### [Text passage]
START
Nowadays, some people say that when the Middle East sneezes, the rest of the world catches a cold, but right now, it feels less like a sneeze and more like a fever that’s burning through the pockets of every Filipino. 



We often think of "war" as something confined to history books or evening news clips of sandy horizons and flashing missiles. We watch it from the safety of our sofas, thinking, "Mabuti na lang, malayo tayo.”


But then you pull up to a gas station and see the numbers on the pump spinning faster than a slot machine. Suddenly, that "faraway" war isn't just a headline, it’s the reason why your grocery bag is lighter, and your commute is pricier. 


The world is smaller than we thought, and right now, the fire in the Middle East is burning a hole straight through the Filipino pockets. 


The 8,000-Kilometer Domino Effect


To understand why a war 8,000 kilometers away is messing with our daily budget, we have to look at the three main players: the United States, Israel, and Iran.
END
### [Provided material]
START
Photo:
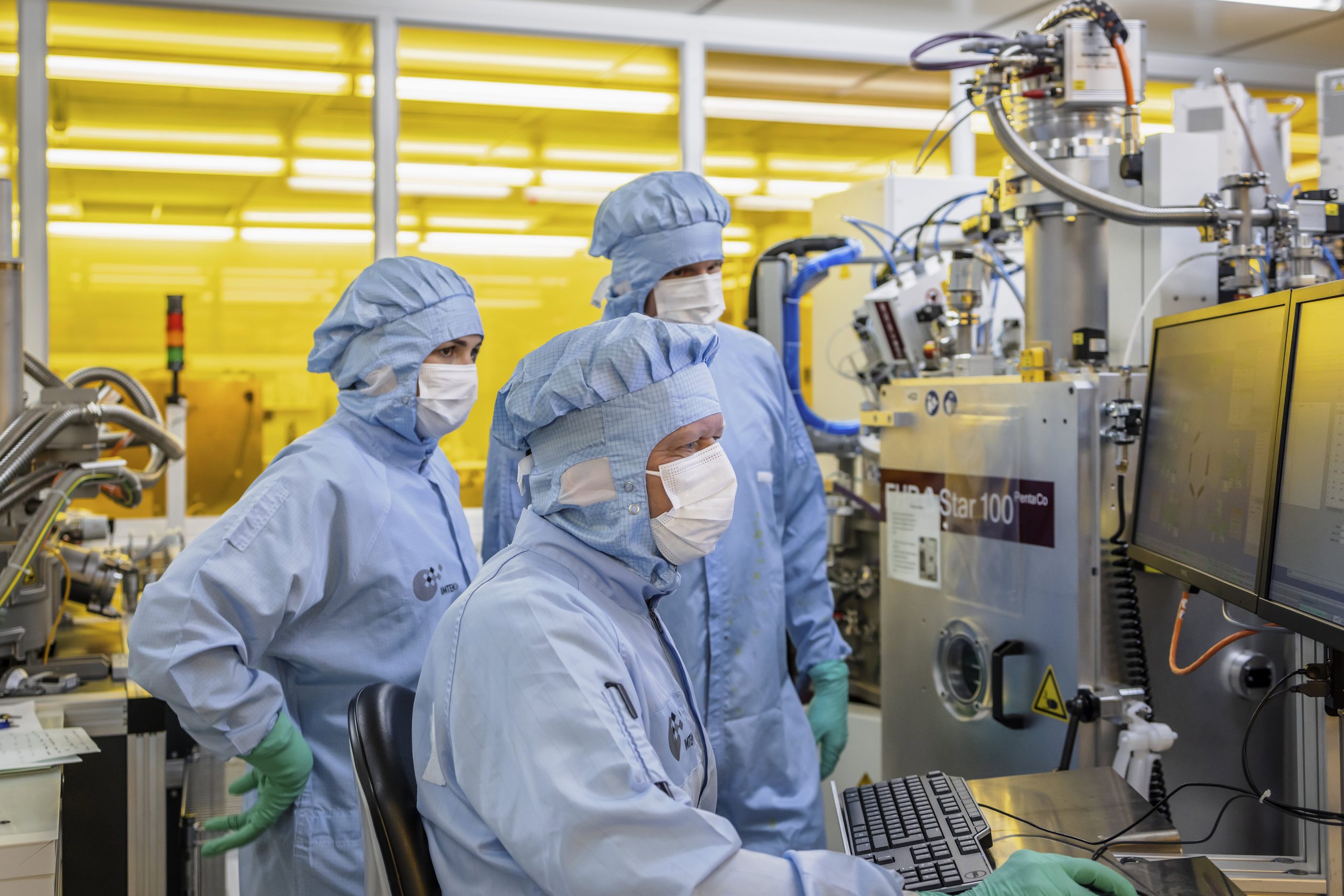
END
### [Written request 1]
Rewrite, in the article on the Middle East conflict, the paragraph beginning "But then you pull up to a gas station" more briefly while keeping its main facts.
### [Written request 2]
From the article on the Middle East conflict, reproduce word for word the portion starting with "We often think" and going on through "commute is pricier.".

### [Exercise output 1]
At the gas station, the pump figures climb rapidly. The distant war stops being mere news and becomes the reason groceries shrink and commuting costs more.

### [Exercise output 2]
We often think of "war" as something confined to history books or evening news clips of sandy horizons and flashing missiles. We watch it from the safety of our sofas, thinking, "Mabuti na lang, malayo tayo.”


But then you pull up to a gas station and see the numbers on the pump spinning faster than a slot machine. Suddenly, that "faraway" war isn't just a headline, it’s the reason why your grocery bag is lighter, and your commute is pricier.